- [Selected passage]:
::::::

Here is why this works. You spend time with the people you love. That generates a connection greater than giving them the next great program or ministry. You give attention and affection to the people you love. That will build their trust. You will gain and earn the respect to speak words of truth into their lives, give them the guidance they need and be there to pick them up lovingly when they make a mistake. Love is key because love shoots right through all the surface issues of why they leave and why we don’t keep them around.

Do we love them like we should and do they know it? Is our love for them at least as evident as our love for doctrine and tradition? If your answer to that is no, then I would ask you to read what Paul told the Corinthians in 1 Corinthians 13. Today it might sound something like this…

1 Corinthians 13 Young Adult Remix

“If I speak all the true doctrines of the church, but do not have love, I am only a resounding gong or a clanging cymbal. If I have the gift of speaking where the Bible speaks and being silent where it is silent, take the Lord’s Supper every first day of the week, and if I have a faith that can move mountains, but do not have love, I am nothing. If I give all I possess in the Sunday morning offering plate and worship a capella, but do not have love, I gain nothing.

Love is patient, love is kind. It does not envy, it does not boast, it is not proud. It does not dishonor others, it is not self-seeking, it is not easily angered, it keeps no record of wrongs. Love does not delight in evil but rejoices with the truth. It always protects, always trusts, always hopes, always perseveres.

::::::

- [Work to complete]:
[1] Write out the part of the passage on love and young adults starting at "1 Corinthians 13 Young" and ending at "hopes, always perseveres.", word for word.
[2] Carry on the passage on love and young adults from its last sentence.
The data that follows has no connection to the passage on love and young adults.

- [Data extract]:
::::::

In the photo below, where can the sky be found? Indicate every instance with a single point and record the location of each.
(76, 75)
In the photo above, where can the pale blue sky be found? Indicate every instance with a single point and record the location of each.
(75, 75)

::::::

- [Your written answers]:
[1]
1 Corinthians 13 Young Adult Remix

“If I speak all the true doctrines of the church, but do not have love, I am only a resounding gong or a clanging cymbal. If I have the gift of speaking where the Bible speaks and being silent where it is silent, take the Lord’s Supper every first day of the week, and if I have a faith that can move mountains, but do not have love, I am nothing. If I give all I possess in the Sunday morning offering plate and worship a capella, but do not have love, I gain nothing.

Love is patient, love is kind. It does not envy, it does not boast, it is not proud. It does not dishonor others, it is not self-seeking, it is not easily angered, it keeps no record of wrongs. Love does not delight in evil but rejoices with the truth. It always protects, always trusts, always hopes, always perseveres.

[2]
Love never fails. But where there are traditions of the church, they will cease; where there are tongues that teach church doctrine, they will be stilled; where there is knowledge, it will pass away. For we know in part and we prophesy in part,10 but when completeness comes, what is in part disappears. 11 When I was a child, I talked like a child, I thought like a child, I reasoned like a child. When I became a man, I put the ways of childhood behind me. 12 For now we see only a reflection as in a mirror; then we shall see face to face. Now I know in part; then I shall know fully, even as I am fully known.

13 And now these three remain: faith, hope and love. But the greatest of these is love.”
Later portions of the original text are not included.